**PROMPT 1:** Name every stock plan that the Eclipsys opinion letter lists as one of the Plans.
**PROMPT 2:** Continue the Eclipsys opinion letter from the end of its last paragraph.

**QUOTED TEXT:**
----
EX-5 2 w13035exv5.htm EX-5 exv5
 

Exhibit 5
(WILMER CUTLER PICKERING HALE AND DORR LLP LETTERHEAD)
(ADDRESS ON LETTERHEAD)
September 28, 2005
Eclipsys Corporation
1750 Clint Moore Road
Boca Raton, FL 33487
Re: Post-Effective Amendment to Registration Statement on Form S-8 (File No. 333-45444)
Ladies and Gentlemen:
We have assisted in the preparation of Post-Effective Amendment No. 1 (the “Post-Effective Amendment”) to a Registration Statement on Form S-8 (File No. 333-45444) (the “Registration Statement”) to be filed with the Securities and Exchange Commission (the “Commission”) under the Securities Act of 1933, as amended (the “Securities Act”), relating to an aggregate of 5,000,000 shares of common stock, $0.01 par value per share (the “Shares”), of Eclipsys Corporation, a Delaware corporation (the “Company”), issuable under the Company’s 1996 Stock Plan, as amended, Amended and Restated 1998 Stock Incentive Plan, Amended and Restated 1999 Stock Incentive Plan, Amended and Restated 2000 Stock Incentive Plan, as amended, Second Amended and Restated 1998 Employee Stock Purchase Plan and 2005 Stock Incentive Plan (collectively, the “Plans”).
----
**COLLECTED DATA:**

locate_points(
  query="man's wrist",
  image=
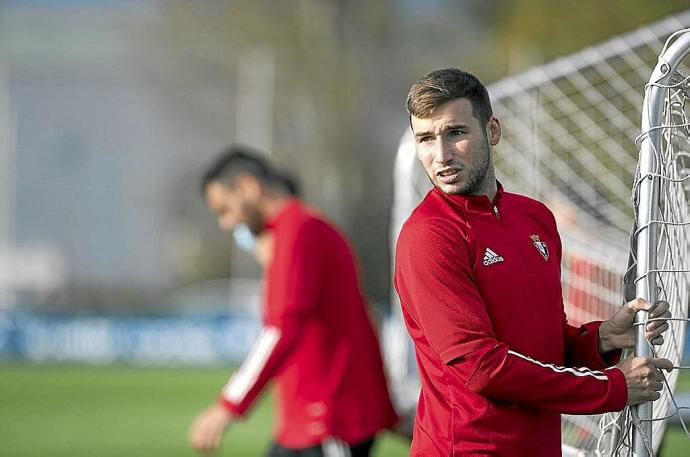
----
**WRITTEN REPLY 1:**
1996 Stock Plan, as amended
Amended and Restated 1998 Stock Incentive Plan
Amended and Restated 1999 Stock Incentive Plan
Amended and Restated 2000 Stock Incentive Plan, as amended
Second Amended and Restated 1998 Employee Stock Purchase Plan
2005 Stock Incentive Plan

**WRITTEN REPLY 2:**
We have examined the Certificate of Incorporation and By-Laws of the Company, each as amended and restated to date, and originals, or copies certified to our satisfaction, of all pertinent records of the meetings of the directors and stockholders of the Company, the Post-Effective Amendment, the Registration Statement and such other documents relating to the Company as we have deemed material for the purposes of this opinion.
In our examination of the foregoing documents, we have assumed the genuineness of all signatures, the authenticity of all documents submitted to us as originals, the conformity to original documents of all documents submitted to us as certified, photostatic or other copies, the authenticity of the originals of any such documents and the legal competence of all signatories to such documents.
We assume that the appropriate action will be taken, prior to the offer and sale of the Shares, to register and qualify the Shares for sale under all applicable state securities or “blue sky” laws.
(LOCATIONS ON LETTERHEAD)

 


 

Eclipsys Corporation
September 28, 2005
Page 2
We express no opinion herein as to the laws of any state or jurisdiction other than the laws of the State of Delaware and the federal laws of the United States of America.
It is understood that this opinion is to be used only in connection with the offer and sale of the Shares while the Registration Statement, as amended by the Post-Effective Amendment, is in effect.
Please note that we are opining only as to the matters expressly set forth herein, and no opinion should be inferred as to any other matters.
Based on the foregoing, we are of the opinion that the Shares have been duly authorized for issuance and, when the Shares are issued and paid for in accordance with the terms and conditions of the respective Plans, the Shares will be validly issued, fully paid and nonassessable.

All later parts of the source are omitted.